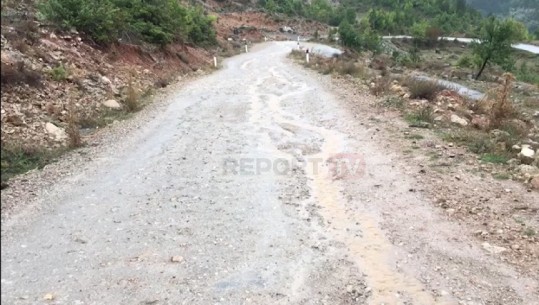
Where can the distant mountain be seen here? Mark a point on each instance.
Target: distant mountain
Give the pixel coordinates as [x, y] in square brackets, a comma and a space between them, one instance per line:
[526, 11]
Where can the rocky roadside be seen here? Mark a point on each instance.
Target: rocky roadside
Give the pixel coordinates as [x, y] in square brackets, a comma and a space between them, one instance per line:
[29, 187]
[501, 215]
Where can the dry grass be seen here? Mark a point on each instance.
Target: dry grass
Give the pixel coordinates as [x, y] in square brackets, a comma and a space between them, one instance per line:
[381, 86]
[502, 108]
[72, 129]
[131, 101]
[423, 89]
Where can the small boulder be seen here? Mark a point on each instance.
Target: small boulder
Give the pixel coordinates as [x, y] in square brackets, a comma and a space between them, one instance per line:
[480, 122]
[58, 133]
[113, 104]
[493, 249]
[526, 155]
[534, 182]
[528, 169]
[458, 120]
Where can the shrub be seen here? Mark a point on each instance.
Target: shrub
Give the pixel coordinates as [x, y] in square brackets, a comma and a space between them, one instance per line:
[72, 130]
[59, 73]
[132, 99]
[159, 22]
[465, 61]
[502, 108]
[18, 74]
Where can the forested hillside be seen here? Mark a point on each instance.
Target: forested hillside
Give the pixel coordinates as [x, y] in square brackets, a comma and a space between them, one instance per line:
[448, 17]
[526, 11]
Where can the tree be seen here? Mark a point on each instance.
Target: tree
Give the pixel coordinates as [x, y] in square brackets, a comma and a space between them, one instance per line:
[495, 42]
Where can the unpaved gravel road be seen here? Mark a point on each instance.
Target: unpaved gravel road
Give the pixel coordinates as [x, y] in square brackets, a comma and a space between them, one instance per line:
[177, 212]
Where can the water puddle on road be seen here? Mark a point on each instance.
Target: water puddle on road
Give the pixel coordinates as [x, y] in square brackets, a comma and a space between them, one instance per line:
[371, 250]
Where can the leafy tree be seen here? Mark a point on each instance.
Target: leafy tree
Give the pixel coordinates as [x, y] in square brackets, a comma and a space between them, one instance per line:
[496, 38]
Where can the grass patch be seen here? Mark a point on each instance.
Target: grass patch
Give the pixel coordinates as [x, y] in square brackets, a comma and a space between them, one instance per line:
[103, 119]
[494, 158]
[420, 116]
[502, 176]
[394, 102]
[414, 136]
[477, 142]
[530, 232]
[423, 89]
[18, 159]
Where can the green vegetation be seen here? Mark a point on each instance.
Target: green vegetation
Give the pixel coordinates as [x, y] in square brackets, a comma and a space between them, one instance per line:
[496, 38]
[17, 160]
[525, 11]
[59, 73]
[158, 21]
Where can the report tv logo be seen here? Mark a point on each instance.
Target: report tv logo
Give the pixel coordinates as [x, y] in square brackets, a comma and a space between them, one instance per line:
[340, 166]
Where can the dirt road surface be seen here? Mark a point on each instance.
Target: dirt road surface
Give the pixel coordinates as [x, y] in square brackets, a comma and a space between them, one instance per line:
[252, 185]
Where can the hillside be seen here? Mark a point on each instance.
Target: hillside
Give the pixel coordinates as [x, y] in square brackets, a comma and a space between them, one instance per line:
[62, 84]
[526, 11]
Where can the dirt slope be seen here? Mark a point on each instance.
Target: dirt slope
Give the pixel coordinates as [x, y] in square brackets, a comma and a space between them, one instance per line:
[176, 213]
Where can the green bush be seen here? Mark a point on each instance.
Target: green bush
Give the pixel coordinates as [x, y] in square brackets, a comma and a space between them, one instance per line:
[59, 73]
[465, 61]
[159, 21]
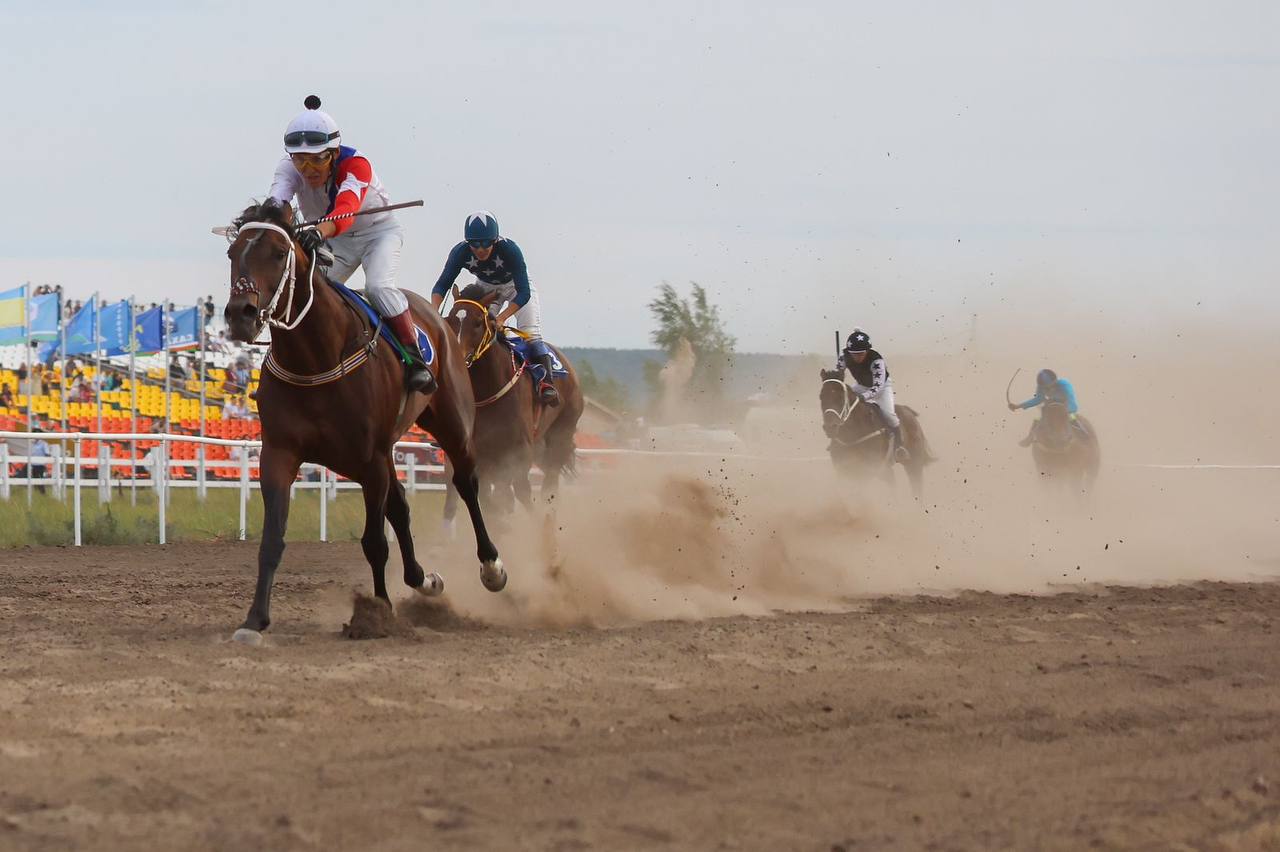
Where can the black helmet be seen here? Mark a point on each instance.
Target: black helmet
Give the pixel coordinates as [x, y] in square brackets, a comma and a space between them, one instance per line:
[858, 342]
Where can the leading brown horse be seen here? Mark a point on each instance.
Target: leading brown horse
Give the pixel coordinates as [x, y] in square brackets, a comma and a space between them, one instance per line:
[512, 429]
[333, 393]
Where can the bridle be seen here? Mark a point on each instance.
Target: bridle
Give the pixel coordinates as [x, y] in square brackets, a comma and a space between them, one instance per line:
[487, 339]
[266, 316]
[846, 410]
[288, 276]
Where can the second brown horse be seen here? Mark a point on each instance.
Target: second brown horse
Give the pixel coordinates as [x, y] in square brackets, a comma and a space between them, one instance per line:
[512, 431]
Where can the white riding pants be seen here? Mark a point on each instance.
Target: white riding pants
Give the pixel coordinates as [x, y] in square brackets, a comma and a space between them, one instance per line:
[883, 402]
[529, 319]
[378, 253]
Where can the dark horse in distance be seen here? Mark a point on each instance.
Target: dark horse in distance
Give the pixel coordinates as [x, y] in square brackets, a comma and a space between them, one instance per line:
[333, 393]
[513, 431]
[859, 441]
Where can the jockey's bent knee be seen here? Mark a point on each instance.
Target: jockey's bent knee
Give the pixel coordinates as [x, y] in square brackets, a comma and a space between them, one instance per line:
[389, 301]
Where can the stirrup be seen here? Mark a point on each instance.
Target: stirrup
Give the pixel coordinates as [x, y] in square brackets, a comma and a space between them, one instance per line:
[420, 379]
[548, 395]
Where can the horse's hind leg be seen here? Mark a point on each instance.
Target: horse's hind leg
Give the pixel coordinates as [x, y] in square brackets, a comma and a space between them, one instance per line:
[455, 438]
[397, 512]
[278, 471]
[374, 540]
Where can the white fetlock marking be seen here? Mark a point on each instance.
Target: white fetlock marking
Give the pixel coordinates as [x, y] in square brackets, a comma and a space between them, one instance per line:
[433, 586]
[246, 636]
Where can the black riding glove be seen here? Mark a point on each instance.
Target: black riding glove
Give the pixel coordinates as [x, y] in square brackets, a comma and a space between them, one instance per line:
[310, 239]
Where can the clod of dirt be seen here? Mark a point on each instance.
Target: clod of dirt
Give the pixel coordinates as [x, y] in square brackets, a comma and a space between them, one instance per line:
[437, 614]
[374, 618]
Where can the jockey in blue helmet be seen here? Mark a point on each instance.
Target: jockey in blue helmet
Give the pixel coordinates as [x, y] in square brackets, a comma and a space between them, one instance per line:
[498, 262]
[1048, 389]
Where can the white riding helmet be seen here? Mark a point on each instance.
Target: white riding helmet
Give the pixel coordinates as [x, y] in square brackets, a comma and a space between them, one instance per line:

********************

Give the lines from the one containing "Where can the jockey in" through the end of the entries again, exactly as written and with no other lines.

Solution to this problem:
Where can the jockey in blue helmet be seen here? Mark a point on each instance.
Target: jockey in blue helmet
Give the pixel coordinates as [x, y] in square brackets, a comma and a space between them, one instance per line:
[498, 262]
[1048, 389]
Where can the white riding helmet be seen here? Mark a point on each instance.
Target: white riding helmet
Give the pixel coordinates as [x, y] in square brackets, a comma and a space between them, one instance per line:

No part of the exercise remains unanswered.